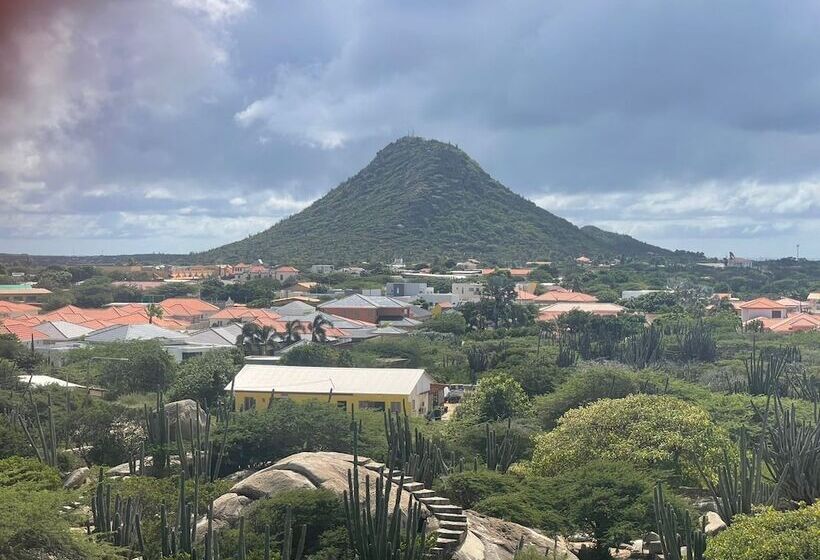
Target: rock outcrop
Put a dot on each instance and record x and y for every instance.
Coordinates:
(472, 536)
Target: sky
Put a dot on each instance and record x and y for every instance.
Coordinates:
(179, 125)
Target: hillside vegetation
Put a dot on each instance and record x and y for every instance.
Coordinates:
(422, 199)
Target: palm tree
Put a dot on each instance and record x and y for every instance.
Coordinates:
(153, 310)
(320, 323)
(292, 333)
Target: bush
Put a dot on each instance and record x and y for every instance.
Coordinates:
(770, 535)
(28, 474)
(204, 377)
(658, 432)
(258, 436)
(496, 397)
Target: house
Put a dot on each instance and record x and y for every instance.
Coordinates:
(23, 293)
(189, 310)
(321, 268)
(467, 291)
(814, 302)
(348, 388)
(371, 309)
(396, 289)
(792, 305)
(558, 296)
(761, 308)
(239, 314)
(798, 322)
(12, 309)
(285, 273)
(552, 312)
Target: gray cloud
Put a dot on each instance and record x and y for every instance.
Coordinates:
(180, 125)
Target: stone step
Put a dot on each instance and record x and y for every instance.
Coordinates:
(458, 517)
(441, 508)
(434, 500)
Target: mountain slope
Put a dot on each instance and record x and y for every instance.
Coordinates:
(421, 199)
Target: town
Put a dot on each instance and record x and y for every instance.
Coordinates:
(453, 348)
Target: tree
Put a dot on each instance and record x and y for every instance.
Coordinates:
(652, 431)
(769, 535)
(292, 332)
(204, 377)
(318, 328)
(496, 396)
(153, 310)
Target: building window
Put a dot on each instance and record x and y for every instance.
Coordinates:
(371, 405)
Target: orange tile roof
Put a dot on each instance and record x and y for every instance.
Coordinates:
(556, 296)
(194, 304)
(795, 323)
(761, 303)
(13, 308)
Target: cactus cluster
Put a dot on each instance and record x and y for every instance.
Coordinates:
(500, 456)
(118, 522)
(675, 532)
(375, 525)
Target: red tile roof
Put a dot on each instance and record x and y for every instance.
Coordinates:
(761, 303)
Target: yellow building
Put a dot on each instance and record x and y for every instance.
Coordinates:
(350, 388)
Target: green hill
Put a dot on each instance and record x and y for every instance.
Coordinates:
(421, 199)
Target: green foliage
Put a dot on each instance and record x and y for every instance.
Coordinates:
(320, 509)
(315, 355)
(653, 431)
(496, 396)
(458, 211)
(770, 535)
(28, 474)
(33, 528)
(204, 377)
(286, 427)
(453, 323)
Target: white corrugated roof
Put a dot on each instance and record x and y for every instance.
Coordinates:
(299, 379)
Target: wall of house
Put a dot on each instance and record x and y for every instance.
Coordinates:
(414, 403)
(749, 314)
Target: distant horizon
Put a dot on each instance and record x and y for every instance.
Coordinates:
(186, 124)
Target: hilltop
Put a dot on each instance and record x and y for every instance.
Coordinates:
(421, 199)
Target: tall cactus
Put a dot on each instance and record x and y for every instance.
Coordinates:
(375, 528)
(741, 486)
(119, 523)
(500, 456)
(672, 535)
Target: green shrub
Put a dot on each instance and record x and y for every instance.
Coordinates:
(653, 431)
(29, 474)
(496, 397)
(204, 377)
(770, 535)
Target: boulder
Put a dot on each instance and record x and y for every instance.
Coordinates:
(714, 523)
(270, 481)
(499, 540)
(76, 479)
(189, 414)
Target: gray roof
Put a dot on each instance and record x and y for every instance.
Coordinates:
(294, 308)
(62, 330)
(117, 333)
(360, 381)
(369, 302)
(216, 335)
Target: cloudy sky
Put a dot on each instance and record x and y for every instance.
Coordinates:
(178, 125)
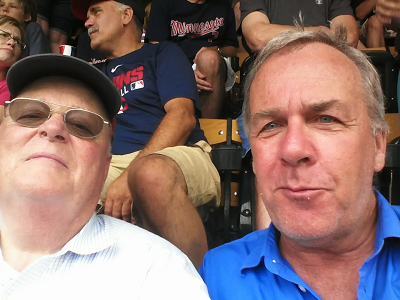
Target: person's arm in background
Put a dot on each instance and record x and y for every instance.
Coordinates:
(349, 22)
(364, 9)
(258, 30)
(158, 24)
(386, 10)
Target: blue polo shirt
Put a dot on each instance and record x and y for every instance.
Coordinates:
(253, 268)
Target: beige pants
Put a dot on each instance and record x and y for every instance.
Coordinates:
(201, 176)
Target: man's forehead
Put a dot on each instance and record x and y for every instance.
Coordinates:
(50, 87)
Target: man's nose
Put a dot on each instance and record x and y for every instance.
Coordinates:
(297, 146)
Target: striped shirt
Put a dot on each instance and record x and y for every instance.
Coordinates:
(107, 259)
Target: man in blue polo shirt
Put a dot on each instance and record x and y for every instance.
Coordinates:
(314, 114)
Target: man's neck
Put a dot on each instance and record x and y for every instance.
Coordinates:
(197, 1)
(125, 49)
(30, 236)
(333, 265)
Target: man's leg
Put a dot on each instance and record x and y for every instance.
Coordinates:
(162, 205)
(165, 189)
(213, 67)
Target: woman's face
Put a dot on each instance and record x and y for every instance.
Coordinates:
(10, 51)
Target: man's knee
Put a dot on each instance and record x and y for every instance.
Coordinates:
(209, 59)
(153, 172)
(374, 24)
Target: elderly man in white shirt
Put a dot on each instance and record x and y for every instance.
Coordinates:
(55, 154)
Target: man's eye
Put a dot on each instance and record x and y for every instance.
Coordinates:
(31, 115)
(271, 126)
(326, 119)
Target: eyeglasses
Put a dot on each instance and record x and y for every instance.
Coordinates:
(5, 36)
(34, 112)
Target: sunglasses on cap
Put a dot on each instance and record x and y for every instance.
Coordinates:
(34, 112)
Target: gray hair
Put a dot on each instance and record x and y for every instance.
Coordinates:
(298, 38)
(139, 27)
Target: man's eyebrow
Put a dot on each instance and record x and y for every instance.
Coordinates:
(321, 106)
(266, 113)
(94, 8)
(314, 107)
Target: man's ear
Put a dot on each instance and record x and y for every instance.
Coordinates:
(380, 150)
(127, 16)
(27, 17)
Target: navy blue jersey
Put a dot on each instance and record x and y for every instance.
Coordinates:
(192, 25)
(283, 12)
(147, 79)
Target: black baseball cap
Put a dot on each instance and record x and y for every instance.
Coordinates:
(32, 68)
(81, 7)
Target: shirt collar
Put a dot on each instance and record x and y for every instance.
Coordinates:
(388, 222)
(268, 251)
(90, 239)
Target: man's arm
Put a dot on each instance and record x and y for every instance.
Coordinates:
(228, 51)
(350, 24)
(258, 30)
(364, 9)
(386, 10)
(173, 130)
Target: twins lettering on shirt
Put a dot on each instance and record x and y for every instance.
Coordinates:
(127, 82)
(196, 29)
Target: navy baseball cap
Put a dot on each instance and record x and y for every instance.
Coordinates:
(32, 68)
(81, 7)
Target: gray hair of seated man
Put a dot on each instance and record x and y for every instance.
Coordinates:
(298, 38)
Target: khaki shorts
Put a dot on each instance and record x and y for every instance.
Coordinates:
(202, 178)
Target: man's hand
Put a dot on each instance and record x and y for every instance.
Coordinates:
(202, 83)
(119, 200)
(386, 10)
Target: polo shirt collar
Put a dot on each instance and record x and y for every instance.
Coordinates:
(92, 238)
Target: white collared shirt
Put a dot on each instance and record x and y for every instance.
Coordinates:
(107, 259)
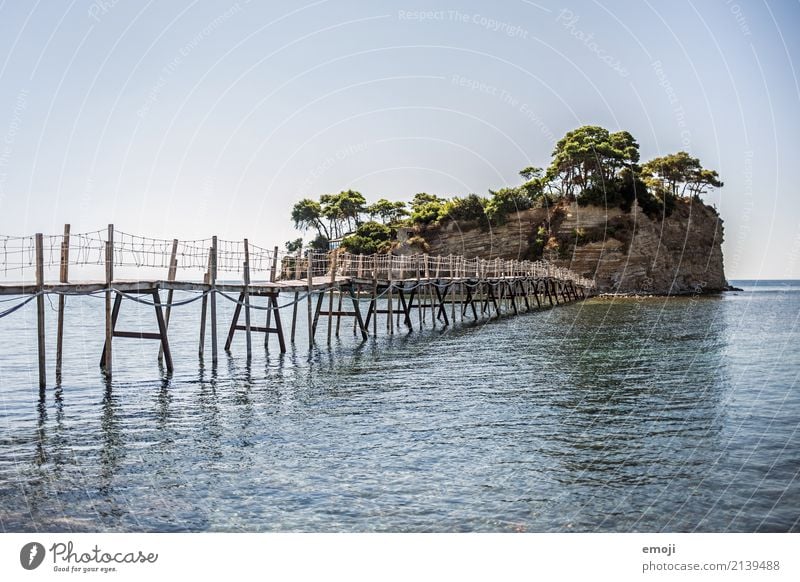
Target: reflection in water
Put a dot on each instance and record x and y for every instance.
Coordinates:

### YOUR GOAL
Reproduce the whole listing word for word, setting aside any pictures.

### SOLUTION TO THIS PROBLEM
Target: rock outcrop
Put a dot on each instance and record x and y for every instance.
Coordinates:
(472, 536)
Target: sky
Put a dot on each instance and record x and y for every instance.
Coordinates:
(179, 125)
Target: hillside vegetation
Put a dot on each instance and record x and y for every instance.
Coordinates:
(422, 199)
Target: palm tree
Put a dot on each instance and record x and y for every instance.
Coordinates:
(153, 310)
(320, 323)
(292, 333)
Target: bush
Put a dot on each instance and record x and y for every instance.
Coordinates:
(770, 535)
(28, 474)
(204, 377)
(658, 432)
(258, 436)
(496, 397)
Target: house
Put a dot on each instance and record x and y for every instance.
Coordinates:
(23, 293)
(189, 310)
(321, 268)
(467, 291)
(814, 302)
(348, 388)
(371, 309)
(396, 289)
(792, 305)
(558, 296)
(761, 308)
(239, 314)
(798, 322)
(12, 309)
(285, 273)
(552, 312)
Target: gray cloud
Put a dot on each instance and record x and y for every instance.
Coordinates:
(180, 125)
Target: stone step
Put a dot on each instance and record x and y for every instance.
Coordinates:
(458, 517)
(441, 508)
(434, 500)
Target: mountain slope
Put a dot on each instance and record x and y for every instance.
Coordinates:
(421, 199)
Target: town
Put a dot on each instance and record x and y for every instance.
Coordinates:
(453, 348)
Target: tree
Put a dot on each instance and record x and y for every instance.
Coordinates:
(652, 431)
(769, 535)
(292, 332)
(204, 377)
(318, 328)
(496, 396)
(153, 310)
Target: building window
Put a dot on each instance and record x and y for every instance.
Coordinates:
(371, 405)
Target: orange tile roof
Put a dot on each instance and record x and y for every instance.
Coordinates:
(556, 296)
(194, 304)
(795, 323)
(761, 303)
(13, 308)
Target: cactus cluster
Put a dot on each instance and record x and y for every instance.
Coordinates:
(500, 456)
(118, 522)
(675, 532)
(375, 525)
Target: red tile roof
Put a dot on each instance and record x and y for every instance.
Coordinates:
(761, 303)
Target: yellow building
Put a dot on each instance and record x and y for every instance.
Coordinates:
(350, 388)
Target: green hill
Put a dot on each instance and record x and y for every instance.
Coordinates:
(421, 199)
Target: green foliage
Put a dot on each instance and record x and y for every instance.
Coordinates:
(320, 509)
(315, 355)
(653, 431)
(496, 396)
(458, 211)
(770, 535)
(28, 474)
(33, 528)
(204, 377)
(286, 427)
(453, 323)
Target: white corrugated roof
Put a dot on each instance and record x and y for every instance.
Coordinates:
(299, 379)
Target: wall of house
Put a dot on each instance and record x and y for every instance.
Coordinates:
(414, 403)
(749, 314)
Target: distant horizon
Put a dot on each instance and record x and y for every instance.
Coordinates:
(186, 124)
Target: hilltop
Put a dot on each instance and record x and y for every instance.
Coordinates:
(421, 199)
Target: tall cactus
Put a dot on each instance and record x and y for every instance.
Coordinates:
(375, 528)
(741, 486)
(119, 523)
(500, 456)
(672, 535)
Target: green shrub
Put a dot on each instance and record x and y for every instance.
Coordinates:
(653, 431)
(29, 474)
(496, 397)
(204, 377)
(770, 535)
Target: boulder
Put a dot on each instance and record x and y for every instance.
Coordinates:
(714, 523)
(270, 481)
(499, 540)
(76, 479)
(189, 414)
Target: gray roof
Put a dot on each instance and record x and y for every instance.
Coordinates:
(294, 308)
(62, 330)
(117, 333)
(360, 381)
(369, 302)
(216, 335)
Target: cloudy sky
Put a dot on each instance and record x and y for every instance.
Coordinates:
(178, 125)
Target: person's arm in background
Put a dot on each instance and record x and y for every instance.
Coordinates:
(349, 22)
(364, 9)
(258, 30)
(158, 24)
(386, 10)
Target: blue polo shirt
Put a dot on each instance and record x and y for every instance.
Coordinates:
(253, 268)
Target: beige pants
Put a dot on each instance and record x and y for every instance.
Coordinates:
(201, 176)
Target: man's forehead
Put a dot on each instance and record x and y for every instance.
Coordinates:
(50, 87)
Target: man's nose
Put a dot on each instance and record x and y for every instance.
Coordinates:
(297, 146)
Target: striped shirt
Put a dot on each instance and record x and y for every instance.
Coordinates:
(107, 259)
Target: man in blue polo shirt
Put a dot on each instance and record x and y for every instance.
Coordinates:
(314, 114)
Target: man's neck
Put a dot on each instance and record x and y for every instance.
Coordinates:
(197, 1)
(125, 49)
(30, 236)
(333, 265)
Target: man's leg
Put a dot on each instance and record x and y for every instance.
Coordinates:
(162, 205)
(165, 189)
(213, 67)
Target: woman's face
Put a dot on each instance and record x and y for every instance.
Coordinates:
(10, 51)
Target: man's knee
Put a dot on each instance and record x and y for every instance.
Coordinates:
(209, 59)
(153, 172)
(374, 24)
Target: elderly man in white shirt
Put a dot on each instance and record x and y for every instance.
Coordinates:
(55, 154)
Target: man's eye
Put a dot on each instance and record x and y for every instance.
Coordinates:
(31, 115)
(271, 126)
(326, 119)
Target: eyeglasses
Put a dot on each instance and record x and y for every instance.
Coordinates:
(5, 36)
(34, 112)
Target: sunglasses on cap
Put a dot on each instance and record x and y for every instance.
Coordinates:
(34, 112)
Target: gray hair
Put a dot on each instance and record x and y for every instance.
Coordinates:
(298, 38)
(139, 27)
Target: man's eyebrow
Put a dot on each instance and record x and y for every instance.
Coordinates:
(321, 106)
(266, 113)
(94, 8)
(314, 107)
Target: man's ear
Put a dot on each instance and record x and y for every instance.
Coordinates:
(380, 150)
(127, 16)
(27, 17)
Target: navy blue jersey
Put a dot on each instance and record x and y for every instance.
Coordinates:
(192, 25)
(283, 12)
(147, 79)
Target: black baseball cap
Put a dot on each instance and record x and y for every instance.
Coordinates:
(32, 68)
(81, 7)
Target: shirt collar
Put a dot on each instance and record x and y for every instance.
Coordinates:
(388, 222)
(268, 251)
(90, 239)
Target: man's arm
Put a dot on each instance and record x and y for every instance.
Coordinates:
(228, 51)
(350, 24)
(258, 30)
(364, 9)
(386, 10)
(173, 130)
Target: twins lettering on shirt
Put a dot on each instance and record x and y for every instance.
Coordinates:
(127, 82)
(196, 29)
Target: navy baseball cap
Put a dot on each instance and record x and y for every instance.
Coordinates:
(32, 68)
(81, 7)
Target: gray hair of seated man
Put a dot on each instance and record x and y for every instance.
Coordinates:
(298, 38)
Target: khaki shorts
Put a dot on each instance and record x and y for every instance.
Coordinates:
(202, 178)
Target: man's hand
Put a dot on each instance and record x and y for every instance.
Coordinates:
(202, 83)
(119, 200)
(386, 10)
Target: polo shirt collar
Put a dot on each instance and record x and y for every instance.
Coordinates:
(92, 238)
Target: white collared shirt
Put a dot on each instance and record x and y for every instance.
Coordinates:
(107, 259)
Target: reflection in water
Put a dot on each instance and record x and y for every instance.
Coordinates:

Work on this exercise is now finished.